EXCERPTED TEXT »

# Template technique



## kingsuv (Nov 10, 2012)

Hey guys. I figured I would jump right into it.

I have been slowly working on different things to use my router table for as I do a good amount of car audio installs. I am always looking for new things to try in my applications. So I spend a good amount of time looking over the pictures you guys post up. 

A good amount of my trim work is using 1/4" mdf for accent panels. Mostly circles and boxes as they are easiest to make, but I want to work on more exotic shapes. 

what I need is a technique for transferring my outer shape into an inner window. The pic is just an example of what I am talking about. Typically I can make the outer shapes using the router with the circle jig and some scrap wood as a guide.

How do I transfer those inner lines to perfectly match the outside? Right now its a pencil, ruler and a jigsaw or scroll saw. I would like a more precise way of doing this. Anyone have any tips?

Thanks,

Bill


----------



## senebraskaee (Apr 29, 2012)

Why not make your "male" patterns into "female" patterns by just cutting out a hole the size of the pattern and then follow this hole with a bearing guided bit? Then any slips would be into the waste rather than the final workpiece.

SUPPLIED RECORDS »
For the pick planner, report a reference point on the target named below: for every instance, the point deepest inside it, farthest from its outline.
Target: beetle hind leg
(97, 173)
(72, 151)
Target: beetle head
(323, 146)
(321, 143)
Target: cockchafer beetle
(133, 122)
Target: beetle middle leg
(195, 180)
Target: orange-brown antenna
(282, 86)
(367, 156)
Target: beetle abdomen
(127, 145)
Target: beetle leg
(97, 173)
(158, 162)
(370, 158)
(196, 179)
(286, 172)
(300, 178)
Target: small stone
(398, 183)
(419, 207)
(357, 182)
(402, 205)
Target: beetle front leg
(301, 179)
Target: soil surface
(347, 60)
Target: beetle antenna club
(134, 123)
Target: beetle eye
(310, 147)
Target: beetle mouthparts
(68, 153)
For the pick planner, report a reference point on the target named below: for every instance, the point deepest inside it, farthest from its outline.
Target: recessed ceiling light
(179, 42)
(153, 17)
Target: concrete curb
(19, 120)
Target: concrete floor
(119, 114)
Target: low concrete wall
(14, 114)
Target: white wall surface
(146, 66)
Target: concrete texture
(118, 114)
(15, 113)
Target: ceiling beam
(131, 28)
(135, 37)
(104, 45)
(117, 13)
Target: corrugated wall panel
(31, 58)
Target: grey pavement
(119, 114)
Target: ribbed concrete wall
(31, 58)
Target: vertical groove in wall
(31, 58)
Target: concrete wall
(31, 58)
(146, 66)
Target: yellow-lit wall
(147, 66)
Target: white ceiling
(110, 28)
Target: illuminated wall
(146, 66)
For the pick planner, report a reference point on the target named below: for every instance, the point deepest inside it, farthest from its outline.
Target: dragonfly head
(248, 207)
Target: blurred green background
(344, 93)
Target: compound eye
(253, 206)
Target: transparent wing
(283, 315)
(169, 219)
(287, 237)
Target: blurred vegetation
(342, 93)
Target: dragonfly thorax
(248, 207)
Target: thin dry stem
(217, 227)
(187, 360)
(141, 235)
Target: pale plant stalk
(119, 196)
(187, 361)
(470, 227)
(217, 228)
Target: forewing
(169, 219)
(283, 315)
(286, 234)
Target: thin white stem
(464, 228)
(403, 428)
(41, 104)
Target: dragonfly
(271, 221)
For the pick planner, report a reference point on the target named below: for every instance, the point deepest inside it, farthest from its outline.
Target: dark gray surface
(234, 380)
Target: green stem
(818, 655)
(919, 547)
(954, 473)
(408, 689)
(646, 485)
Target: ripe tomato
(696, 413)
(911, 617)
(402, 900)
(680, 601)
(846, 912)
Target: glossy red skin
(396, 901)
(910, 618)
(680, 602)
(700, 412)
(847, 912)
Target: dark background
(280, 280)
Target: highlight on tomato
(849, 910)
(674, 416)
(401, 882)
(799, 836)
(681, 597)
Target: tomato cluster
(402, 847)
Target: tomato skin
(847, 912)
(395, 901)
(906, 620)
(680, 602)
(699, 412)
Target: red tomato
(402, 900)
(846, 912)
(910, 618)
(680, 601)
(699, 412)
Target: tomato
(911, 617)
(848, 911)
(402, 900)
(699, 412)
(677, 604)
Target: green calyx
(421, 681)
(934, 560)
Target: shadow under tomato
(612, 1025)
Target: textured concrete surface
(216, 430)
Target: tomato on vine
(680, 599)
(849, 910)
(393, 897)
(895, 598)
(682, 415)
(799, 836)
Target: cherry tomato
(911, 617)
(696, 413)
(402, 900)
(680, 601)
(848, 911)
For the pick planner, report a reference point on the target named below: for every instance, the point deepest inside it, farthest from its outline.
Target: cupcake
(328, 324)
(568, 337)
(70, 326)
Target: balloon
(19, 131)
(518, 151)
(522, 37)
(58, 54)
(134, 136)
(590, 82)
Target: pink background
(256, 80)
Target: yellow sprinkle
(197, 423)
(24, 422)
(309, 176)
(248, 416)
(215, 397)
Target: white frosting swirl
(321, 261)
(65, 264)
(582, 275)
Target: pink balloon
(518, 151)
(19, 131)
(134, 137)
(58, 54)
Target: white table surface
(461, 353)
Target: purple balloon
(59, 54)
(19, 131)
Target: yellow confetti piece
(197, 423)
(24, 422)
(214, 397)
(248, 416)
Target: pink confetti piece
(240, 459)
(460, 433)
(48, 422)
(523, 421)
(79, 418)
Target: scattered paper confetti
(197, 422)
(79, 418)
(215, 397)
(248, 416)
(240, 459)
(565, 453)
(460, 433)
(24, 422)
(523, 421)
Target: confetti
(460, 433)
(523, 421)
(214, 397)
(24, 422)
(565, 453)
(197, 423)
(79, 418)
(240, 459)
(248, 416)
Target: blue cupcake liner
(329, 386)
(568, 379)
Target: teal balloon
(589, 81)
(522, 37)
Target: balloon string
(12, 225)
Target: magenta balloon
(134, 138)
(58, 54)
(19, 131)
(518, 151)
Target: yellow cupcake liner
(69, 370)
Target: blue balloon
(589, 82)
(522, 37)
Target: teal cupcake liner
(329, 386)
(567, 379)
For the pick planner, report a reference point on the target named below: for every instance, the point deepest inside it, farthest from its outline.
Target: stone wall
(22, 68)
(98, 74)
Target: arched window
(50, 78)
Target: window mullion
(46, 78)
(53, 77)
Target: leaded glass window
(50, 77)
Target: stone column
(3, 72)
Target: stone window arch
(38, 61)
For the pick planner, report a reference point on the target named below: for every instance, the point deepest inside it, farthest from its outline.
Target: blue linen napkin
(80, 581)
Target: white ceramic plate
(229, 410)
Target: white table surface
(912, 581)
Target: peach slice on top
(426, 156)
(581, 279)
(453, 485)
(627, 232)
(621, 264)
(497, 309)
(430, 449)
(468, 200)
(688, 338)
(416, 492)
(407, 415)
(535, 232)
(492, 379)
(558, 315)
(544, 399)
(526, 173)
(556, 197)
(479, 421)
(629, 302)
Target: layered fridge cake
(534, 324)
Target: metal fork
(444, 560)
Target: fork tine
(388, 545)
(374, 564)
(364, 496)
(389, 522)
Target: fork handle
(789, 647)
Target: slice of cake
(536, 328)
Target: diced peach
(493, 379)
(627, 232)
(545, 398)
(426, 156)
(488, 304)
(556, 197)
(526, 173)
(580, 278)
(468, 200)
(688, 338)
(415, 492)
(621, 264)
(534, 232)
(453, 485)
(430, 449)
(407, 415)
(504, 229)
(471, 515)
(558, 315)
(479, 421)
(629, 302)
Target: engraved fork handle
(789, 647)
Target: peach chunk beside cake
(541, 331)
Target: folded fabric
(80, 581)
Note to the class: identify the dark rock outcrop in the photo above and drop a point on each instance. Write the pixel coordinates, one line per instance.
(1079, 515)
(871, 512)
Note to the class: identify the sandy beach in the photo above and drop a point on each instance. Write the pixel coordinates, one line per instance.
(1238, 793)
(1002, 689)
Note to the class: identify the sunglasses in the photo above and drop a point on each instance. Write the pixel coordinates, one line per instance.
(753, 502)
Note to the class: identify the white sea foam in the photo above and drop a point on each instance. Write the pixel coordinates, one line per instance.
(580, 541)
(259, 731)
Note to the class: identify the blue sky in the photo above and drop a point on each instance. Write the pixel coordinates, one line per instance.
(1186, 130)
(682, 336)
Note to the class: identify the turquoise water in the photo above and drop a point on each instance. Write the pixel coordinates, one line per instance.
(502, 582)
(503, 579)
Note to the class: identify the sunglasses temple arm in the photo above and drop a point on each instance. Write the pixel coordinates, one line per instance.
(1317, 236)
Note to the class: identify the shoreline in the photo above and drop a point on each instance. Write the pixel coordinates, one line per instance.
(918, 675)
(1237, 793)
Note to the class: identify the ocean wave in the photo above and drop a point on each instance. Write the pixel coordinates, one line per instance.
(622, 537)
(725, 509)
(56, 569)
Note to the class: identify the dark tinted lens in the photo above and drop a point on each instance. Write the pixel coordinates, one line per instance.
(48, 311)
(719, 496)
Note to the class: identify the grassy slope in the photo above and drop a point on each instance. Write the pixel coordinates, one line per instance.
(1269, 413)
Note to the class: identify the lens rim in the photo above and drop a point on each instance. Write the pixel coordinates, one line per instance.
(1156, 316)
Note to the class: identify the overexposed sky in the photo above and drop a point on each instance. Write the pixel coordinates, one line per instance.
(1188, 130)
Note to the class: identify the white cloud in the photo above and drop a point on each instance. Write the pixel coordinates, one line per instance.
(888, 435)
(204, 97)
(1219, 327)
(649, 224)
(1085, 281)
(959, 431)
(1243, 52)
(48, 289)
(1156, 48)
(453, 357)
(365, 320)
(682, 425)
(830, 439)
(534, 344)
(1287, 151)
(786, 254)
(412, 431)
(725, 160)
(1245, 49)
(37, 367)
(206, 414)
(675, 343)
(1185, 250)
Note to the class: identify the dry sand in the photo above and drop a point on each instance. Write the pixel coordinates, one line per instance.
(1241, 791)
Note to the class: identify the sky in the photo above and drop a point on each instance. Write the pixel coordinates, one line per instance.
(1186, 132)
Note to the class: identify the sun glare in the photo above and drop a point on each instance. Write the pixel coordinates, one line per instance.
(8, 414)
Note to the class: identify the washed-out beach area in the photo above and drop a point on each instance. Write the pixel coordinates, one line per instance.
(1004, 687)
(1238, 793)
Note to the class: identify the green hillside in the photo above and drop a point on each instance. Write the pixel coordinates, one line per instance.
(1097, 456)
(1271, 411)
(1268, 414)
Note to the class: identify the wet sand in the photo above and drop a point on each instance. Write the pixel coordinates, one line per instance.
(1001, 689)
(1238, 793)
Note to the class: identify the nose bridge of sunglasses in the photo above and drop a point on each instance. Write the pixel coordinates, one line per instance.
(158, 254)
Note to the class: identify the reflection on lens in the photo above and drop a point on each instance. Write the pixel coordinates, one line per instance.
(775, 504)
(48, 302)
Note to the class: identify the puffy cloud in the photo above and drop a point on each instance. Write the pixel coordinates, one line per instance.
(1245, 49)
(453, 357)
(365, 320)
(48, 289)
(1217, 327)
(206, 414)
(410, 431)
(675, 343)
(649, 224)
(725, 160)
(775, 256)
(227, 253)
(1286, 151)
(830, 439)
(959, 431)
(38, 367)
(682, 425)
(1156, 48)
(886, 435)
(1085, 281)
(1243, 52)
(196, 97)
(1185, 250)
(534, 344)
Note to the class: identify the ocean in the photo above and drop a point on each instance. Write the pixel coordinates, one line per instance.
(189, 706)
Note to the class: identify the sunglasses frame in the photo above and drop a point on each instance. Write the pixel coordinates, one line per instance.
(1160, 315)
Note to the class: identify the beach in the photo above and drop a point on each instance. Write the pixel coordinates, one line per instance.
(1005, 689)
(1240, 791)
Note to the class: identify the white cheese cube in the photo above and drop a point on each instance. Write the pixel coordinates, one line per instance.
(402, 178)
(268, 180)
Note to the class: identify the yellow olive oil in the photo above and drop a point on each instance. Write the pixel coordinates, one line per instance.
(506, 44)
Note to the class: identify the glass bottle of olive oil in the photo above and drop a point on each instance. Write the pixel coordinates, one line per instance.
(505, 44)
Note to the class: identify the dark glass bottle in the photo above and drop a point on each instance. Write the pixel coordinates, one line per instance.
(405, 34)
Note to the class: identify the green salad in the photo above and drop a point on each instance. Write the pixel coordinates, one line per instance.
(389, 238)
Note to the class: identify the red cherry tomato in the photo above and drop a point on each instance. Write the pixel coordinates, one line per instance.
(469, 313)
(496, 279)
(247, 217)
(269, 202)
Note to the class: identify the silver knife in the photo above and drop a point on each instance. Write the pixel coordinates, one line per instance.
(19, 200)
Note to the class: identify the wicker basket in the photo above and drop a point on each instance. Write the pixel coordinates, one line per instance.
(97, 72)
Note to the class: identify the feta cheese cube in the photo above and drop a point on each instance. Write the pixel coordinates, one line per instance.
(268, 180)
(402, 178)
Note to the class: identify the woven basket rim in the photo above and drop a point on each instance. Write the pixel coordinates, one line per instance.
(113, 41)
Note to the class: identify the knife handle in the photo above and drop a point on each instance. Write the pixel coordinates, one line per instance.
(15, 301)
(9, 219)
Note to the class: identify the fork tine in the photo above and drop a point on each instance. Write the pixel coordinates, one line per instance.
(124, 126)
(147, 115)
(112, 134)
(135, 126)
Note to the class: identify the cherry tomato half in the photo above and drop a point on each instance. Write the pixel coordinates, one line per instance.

SHORT PROBLEM A » Copy out the part of the rows that opens with the line containing "Target: teal balloon" and closes with the line containing "(1002, 689)", keeping both of those lines.
SHORT PROBLEM B » Write the next reply in the forum thread about template technique, picking up after its last post.
The forum thread and the rows are separate material with no connection to each other.

RESPONSE A »
Target: teal balloon
(589, 81)
(522, 37)
Target: balloon string
(12, 225)
Target: magenta balloon
(134, 138)
(58, 54)
(19, 131)
(518, 151)
Target: yellow cupcake liner
(69, 370)
Target: blue balloon
(589, 82)
(522, 37)
Target: teal cupcake liner
(329, 386)
(567, 379)
For the pick planner, report a reference point on the target named below: for every instance, the point deepest inside it, farthest from its outline.
Target: stone wall
(22, 68)
(98, 74)
Target: arched window
(50, 78)
Target: window mullion
(46, 78)
(53, 77)
Target: leaded glass window
(50, 77)
Target: stone column
(3, 72)
Target: stone window arch
(38, 61)
For the pick planner, report a reference point on the target named below: for every instance, the point deepest inside it, farthest from its outline.
Target: blue linen napkin
(80, 581)
Target: white ceramic plate
(229, 410)
Target: white table surface
(912, 581)
Target: peach slice on top
(426, 156)
(581, 279)
(453, 485)
(627, 232)
(621, 264)
(497, 309)
(430, 449)
(468, 200)
(688, 338)
(416, 492)
(407, 415)
(535, 232)
(492, 379)
(558, 315)
(544, 399)
(526, 173)
(556, 197)
(479, 421)
(629, 302)
Target: layered fridge cake
(534, 324)
Target: metal fork
(444, 560)
Target: fork tine
(388, 545)
(374, 564)
(364, 496)
(389, 522)
Target: fork handle
(789, 647)
Target: slice of cake
(536, 328)
Target: diced peach
(493, 379)
(627, 232)
(545, 398)
(426, 156)
(488, 304)
(556, 197)
(526, 173)
(580, 278)
(468, 200)
(688, 338)
(415, 492)
(621, 264)
(534, 232)
(453, 485)
(430, 449)
(407, 415)
(504, 229)
(471, 515)
(558, 315)
(479, 421)
(629, 302)
Target: engraved fork handle
(789, 647)
Target: peach chunk beside cake
(541, 331)
Target: folded fabric
(80, 581)
Note to the class: identify the dark rock outcrop in the photo above and drop a point on each instance. Write the pixel coordinates, one line per instance.
(1079, 515)
(871, 512)
Note to the class: identify the sandy beach in the photo above and drop a point on each instance. Write the pixel coordinates, one line per instance.
(1238, 793)
(1002, 689)

RESPONSE B »
An alternative would be to use a reducing copy machine. Some distort copies in one dimension to try to prevent copying currency (counterfeiting) but there are others that will reduce proportionally in both dimensions. You could then cut out the reduced profile once you get the right size, and attach it to some MDF with spray adhesive to cut out the new pattern. The pattern would only need to be reduced by the diameter of the router bit you would use. A ball bearing bit could then follow the pattern. However, this is a risky way to cut as any mistakes would be into the final work piece.
Two ways, just one is more error tolerant.
Interesting shapes, are these for speakers?


----------



## Bradleytavares (Feb 25, 2012)

Reducing with a copier are my thoughts also, then follow through with accepted tecniques. 

Where do these shapes go and do?


----------



## jw2170 (Jan 24, 2008)

Using an "inlay" kit should be able to produce matching male and female templates?


----------



## JOAT (Apr 9, 2010)

Time and sandpaper, I would say. If I get what you want to do that is. 

However, if I were going to make more than one of the same size, I would make a master for routing out clones.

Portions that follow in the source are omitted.